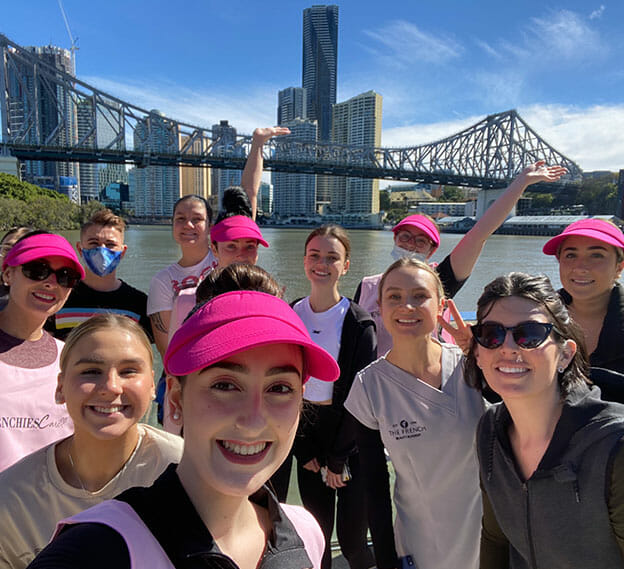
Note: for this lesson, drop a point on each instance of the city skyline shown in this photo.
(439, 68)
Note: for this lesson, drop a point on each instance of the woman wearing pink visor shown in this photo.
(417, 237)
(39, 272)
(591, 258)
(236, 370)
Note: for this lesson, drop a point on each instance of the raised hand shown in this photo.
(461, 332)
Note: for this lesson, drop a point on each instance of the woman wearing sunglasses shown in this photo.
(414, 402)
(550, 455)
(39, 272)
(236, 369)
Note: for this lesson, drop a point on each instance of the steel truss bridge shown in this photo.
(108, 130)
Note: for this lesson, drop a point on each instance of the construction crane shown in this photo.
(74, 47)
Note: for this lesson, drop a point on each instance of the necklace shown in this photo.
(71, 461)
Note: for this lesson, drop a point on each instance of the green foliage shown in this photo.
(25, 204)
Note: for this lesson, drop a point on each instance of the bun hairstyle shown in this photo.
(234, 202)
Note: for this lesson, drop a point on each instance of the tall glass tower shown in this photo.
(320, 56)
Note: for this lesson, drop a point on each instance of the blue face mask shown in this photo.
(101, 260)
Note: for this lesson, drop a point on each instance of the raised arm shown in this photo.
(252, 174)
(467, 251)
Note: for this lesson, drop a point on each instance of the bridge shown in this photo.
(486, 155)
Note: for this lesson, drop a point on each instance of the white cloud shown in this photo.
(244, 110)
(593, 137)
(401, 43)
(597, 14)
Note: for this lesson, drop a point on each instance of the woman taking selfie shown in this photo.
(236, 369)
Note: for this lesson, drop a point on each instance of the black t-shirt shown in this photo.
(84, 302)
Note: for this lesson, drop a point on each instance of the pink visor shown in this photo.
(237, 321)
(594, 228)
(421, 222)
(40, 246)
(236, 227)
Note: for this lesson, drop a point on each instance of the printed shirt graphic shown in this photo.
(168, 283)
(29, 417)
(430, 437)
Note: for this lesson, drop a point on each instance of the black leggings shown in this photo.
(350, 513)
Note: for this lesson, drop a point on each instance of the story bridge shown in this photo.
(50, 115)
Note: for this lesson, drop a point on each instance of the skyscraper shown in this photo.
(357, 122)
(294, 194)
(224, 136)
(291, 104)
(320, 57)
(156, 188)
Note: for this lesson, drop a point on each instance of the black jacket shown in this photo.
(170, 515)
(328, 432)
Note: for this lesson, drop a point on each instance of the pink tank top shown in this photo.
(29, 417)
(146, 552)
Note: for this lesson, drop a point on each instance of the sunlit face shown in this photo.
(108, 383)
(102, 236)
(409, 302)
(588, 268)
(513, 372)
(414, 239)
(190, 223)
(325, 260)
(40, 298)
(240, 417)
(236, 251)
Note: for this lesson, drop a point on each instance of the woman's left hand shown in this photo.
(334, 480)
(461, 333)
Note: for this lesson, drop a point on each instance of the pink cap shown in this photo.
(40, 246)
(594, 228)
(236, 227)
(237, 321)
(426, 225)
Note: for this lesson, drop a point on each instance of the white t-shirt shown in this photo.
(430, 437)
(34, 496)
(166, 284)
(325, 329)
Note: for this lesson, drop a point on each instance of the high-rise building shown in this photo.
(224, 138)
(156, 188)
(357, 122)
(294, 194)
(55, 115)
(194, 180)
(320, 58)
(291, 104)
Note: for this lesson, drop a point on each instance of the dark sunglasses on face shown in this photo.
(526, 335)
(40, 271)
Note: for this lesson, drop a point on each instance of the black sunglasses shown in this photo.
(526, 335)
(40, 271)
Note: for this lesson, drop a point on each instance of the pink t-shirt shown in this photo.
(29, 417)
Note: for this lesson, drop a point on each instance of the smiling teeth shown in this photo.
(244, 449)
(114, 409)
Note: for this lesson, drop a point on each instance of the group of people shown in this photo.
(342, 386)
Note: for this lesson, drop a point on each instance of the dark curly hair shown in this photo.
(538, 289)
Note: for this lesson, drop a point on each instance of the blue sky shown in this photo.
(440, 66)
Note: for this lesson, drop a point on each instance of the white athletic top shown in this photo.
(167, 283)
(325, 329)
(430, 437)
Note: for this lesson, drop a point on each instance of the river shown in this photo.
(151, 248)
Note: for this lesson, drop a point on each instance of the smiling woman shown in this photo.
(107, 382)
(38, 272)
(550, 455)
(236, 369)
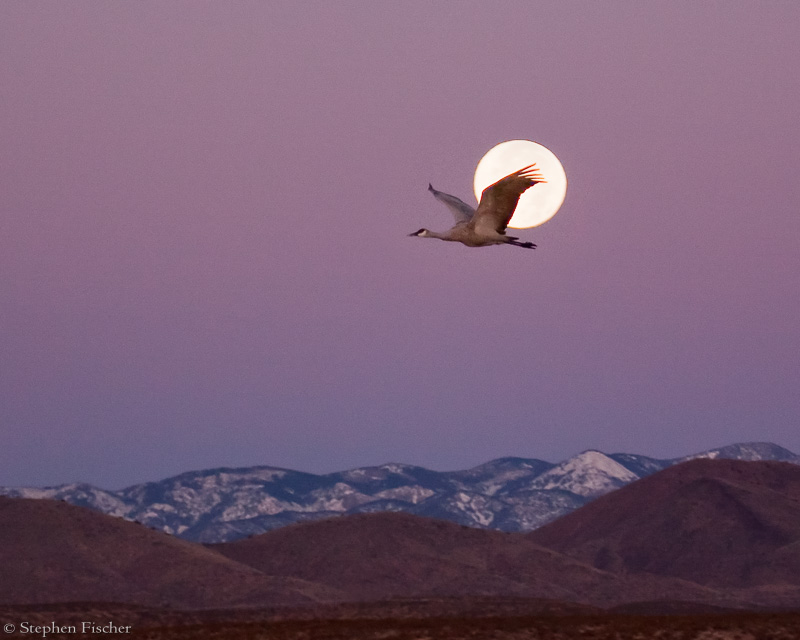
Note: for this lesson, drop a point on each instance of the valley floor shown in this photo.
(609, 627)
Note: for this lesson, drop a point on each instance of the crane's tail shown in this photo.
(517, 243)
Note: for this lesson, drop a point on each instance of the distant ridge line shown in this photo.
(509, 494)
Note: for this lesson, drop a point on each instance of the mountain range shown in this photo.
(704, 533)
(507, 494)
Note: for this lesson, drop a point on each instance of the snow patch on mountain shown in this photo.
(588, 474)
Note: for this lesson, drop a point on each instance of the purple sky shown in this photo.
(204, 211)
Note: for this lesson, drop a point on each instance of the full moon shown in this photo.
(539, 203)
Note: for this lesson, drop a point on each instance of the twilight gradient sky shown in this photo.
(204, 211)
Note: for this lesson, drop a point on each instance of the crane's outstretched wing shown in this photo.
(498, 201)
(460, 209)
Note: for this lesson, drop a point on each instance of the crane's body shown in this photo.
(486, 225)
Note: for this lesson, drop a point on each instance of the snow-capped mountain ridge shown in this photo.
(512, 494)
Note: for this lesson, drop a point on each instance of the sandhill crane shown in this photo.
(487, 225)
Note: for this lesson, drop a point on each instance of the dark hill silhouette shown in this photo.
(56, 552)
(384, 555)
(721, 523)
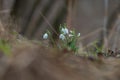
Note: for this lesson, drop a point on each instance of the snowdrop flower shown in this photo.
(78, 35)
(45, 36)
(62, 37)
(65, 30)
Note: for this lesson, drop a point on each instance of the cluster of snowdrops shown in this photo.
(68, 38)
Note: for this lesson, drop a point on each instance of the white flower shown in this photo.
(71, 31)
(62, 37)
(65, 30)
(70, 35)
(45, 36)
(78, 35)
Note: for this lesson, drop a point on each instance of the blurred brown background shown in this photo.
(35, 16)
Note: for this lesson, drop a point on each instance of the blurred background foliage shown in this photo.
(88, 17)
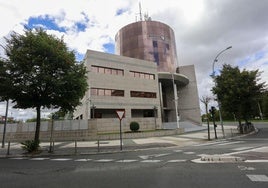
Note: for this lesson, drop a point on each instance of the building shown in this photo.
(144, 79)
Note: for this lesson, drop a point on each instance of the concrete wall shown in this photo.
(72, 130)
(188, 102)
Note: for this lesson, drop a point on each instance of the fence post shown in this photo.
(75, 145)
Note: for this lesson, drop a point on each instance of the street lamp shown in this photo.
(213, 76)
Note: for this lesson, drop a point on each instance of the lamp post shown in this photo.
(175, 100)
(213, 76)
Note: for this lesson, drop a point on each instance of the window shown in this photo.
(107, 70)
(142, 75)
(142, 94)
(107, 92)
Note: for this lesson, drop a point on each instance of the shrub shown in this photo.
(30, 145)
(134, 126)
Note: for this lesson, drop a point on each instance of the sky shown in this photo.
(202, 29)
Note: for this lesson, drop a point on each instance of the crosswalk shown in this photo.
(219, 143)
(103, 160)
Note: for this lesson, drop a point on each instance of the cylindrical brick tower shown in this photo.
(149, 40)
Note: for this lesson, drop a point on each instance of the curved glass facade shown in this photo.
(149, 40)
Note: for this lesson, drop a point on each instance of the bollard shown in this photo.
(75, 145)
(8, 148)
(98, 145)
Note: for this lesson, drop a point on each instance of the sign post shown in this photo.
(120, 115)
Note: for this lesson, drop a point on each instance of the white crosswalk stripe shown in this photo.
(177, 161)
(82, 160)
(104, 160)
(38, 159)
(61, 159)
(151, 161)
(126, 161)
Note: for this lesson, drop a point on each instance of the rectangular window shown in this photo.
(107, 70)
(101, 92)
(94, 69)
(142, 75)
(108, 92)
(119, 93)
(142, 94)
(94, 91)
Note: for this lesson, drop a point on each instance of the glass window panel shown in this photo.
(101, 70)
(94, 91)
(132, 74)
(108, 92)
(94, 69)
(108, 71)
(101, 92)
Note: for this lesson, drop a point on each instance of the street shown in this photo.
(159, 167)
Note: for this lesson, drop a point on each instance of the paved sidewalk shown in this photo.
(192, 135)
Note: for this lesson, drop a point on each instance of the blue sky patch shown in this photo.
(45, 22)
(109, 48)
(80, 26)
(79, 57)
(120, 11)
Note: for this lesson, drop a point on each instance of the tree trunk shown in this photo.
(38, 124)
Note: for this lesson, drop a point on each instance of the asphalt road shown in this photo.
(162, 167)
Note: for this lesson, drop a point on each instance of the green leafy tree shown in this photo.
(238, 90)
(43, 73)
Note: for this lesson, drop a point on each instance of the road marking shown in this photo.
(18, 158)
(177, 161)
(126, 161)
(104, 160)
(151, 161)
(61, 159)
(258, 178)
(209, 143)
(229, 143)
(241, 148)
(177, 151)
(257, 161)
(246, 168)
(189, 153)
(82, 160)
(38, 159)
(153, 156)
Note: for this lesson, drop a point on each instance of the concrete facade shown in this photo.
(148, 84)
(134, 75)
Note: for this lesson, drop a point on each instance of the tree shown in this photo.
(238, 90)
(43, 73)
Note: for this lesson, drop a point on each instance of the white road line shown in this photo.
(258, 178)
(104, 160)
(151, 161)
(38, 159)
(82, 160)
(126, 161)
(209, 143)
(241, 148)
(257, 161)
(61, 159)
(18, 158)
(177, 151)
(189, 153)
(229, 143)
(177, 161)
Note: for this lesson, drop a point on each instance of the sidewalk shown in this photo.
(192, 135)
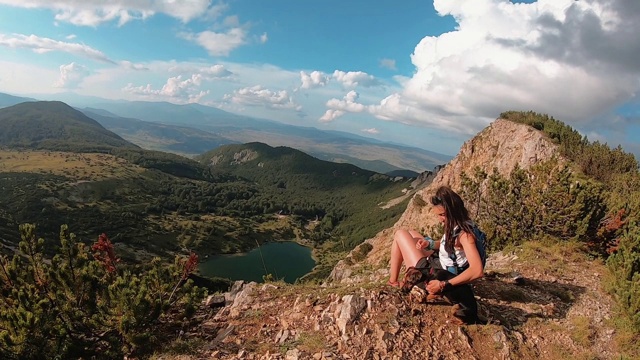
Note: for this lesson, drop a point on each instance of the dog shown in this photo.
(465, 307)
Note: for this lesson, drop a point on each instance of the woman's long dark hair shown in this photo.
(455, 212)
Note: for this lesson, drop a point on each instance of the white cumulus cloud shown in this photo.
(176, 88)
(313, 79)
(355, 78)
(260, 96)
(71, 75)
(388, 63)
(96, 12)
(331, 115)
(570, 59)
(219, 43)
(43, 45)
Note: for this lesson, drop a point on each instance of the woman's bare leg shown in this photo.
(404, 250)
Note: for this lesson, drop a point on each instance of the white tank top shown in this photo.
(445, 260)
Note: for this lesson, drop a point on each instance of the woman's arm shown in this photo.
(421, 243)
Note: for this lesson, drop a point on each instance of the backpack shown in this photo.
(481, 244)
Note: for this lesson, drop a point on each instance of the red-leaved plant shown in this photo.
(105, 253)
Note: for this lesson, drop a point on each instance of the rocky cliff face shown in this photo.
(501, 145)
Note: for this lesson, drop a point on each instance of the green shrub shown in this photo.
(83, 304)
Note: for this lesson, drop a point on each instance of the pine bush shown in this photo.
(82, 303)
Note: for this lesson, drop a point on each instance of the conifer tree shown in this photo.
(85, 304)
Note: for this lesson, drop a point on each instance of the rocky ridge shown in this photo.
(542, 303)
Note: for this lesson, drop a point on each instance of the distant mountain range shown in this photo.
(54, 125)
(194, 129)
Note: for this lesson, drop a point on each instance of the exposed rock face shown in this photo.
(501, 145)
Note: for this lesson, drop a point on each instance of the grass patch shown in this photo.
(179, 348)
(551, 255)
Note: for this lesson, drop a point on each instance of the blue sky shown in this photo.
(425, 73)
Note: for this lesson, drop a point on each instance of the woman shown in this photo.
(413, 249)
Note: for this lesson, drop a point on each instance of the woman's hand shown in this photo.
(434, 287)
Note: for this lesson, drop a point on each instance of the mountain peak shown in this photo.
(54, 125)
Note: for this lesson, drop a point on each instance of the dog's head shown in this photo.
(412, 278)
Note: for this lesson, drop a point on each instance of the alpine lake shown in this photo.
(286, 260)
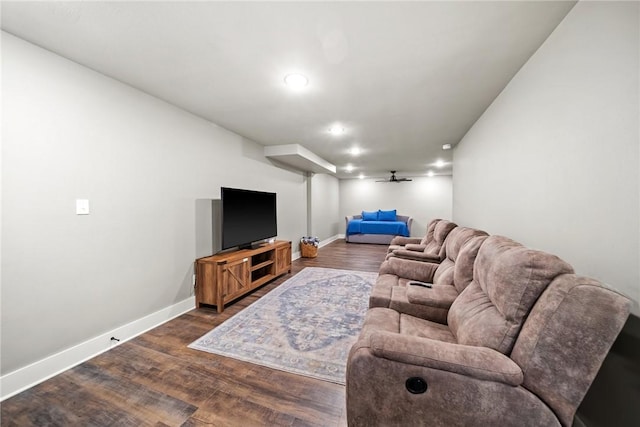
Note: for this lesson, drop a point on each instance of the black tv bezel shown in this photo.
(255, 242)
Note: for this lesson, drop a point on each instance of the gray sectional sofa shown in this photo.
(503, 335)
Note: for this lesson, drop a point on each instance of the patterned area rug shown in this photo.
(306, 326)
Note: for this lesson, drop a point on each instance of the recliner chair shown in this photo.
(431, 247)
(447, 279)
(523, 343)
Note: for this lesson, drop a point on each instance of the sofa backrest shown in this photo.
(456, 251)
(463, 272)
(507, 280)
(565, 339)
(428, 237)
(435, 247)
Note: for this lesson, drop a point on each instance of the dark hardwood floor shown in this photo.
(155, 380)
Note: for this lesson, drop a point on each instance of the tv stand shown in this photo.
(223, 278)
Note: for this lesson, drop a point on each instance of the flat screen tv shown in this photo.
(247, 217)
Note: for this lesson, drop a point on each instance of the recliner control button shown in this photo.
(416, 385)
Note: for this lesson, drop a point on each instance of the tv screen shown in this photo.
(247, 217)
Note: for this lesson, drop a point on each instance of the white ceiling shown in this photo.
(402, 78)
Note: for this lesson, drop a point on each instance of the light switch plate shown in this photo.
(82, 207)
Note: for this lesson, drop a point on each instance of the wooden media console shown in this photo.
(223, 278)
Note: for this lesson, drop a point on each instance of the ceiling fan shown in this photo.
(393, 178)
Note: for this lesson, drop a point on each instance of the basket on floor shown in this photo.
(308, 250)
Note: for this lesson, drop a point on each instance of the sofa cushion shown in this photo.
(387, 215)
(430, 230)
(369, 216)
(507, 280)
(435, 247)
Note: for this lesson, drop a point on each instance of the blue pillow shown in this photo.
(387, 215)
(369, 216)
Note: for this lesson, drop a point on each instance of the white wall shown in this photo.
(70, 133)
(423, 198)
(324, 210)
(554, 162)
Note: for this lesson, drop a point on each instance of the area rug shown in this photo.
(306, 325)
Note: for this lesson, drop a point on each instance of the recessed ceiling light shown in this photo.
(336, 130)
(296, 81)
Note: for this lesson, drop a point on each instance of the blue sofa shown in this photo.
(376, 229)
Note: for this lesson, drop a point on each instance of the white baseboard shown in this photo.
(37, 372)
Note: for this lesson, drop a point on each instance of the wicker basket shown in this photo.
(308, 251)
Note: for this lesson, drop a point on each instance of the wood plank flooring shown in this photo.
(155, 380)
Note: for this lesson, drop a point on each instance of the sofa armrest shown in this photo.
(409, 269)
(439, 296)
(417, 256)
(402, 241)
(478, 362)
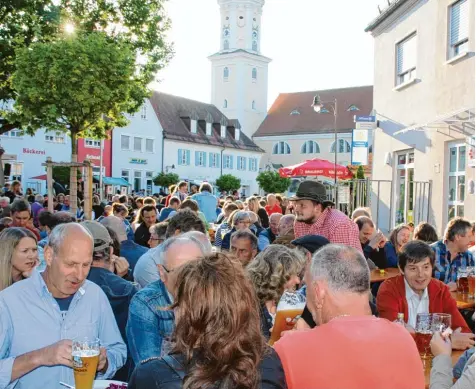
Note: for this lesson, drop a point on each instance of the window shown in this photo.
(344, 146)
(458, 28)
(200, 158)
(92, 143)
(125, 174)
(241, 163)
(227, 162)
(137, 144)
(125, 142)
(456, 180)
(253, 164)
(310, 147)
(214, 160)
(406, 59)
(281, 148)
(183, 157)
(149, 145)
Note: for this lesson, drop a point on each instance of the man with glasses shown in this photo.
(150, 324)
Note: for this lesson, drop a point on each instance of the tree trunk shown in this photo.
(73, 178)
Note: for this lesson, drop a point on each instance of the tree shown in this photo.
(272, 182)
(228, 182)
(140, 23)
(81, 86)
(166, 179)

§

### OBJECTIVE
The line that contains "the area rug shown in this photo." opens the part to copy, and the last line of the records closes it; set down those lines exactly, pictures excluded.

### THE RESULT
Note: for this lesson, drop a point on each instance of the area rug shown in this photo.
(306, 325)
Note: for this lesson, drop a point on each instance of the recessed ceiling light shown in this photo.
(336, 130)
(296, 81)
Note: for this lesson, drop a point on each instance of the blue sofa shown in this photo.
(376, 229)
Note: for this lesson, drop a point on each instance of the white baseboard shown in this photo.
(37, 372)
Note: for this lesson, drop a point on each instance of the wicker basket shown in this photo.
(308, 251)
Note: for this lesson, drop a point on each instance of the wood plank flooring shown in this photo.
(155, 380)
Note: for this lesson, drop a point on each instance of the sofa armrest shown in this photo.
(409, 269)
(439, 296)
(417, 256)
(402, 241)
(478, 362)
Note: for this lesson, drop a point on each instance of the window shown in this photo.
(344, 146)
(458, 28)
(200, 158)
(92, 143)
(125, 174)
(241, 163)
(227, 162)
(137, 144)
(125, 142)
(456, 180)
(253, 164)
(310, 147)
(214, 160)
(406, 59)
(281, 148)
(183, 157)
(149, 145)
Note: for this lesson, drop a point on each instance of the man with glasses shown in this photo.
(150, 324)
Note: for this lesson, drop a point on each instance of the tree trunk shown in this photo.
(73, 178)
Note: for this lesson, drop a point on each instance of the tree shown in this photo.
(272, 182)
(228, 182)
(140, 23)
(81, 86)
(166, 179)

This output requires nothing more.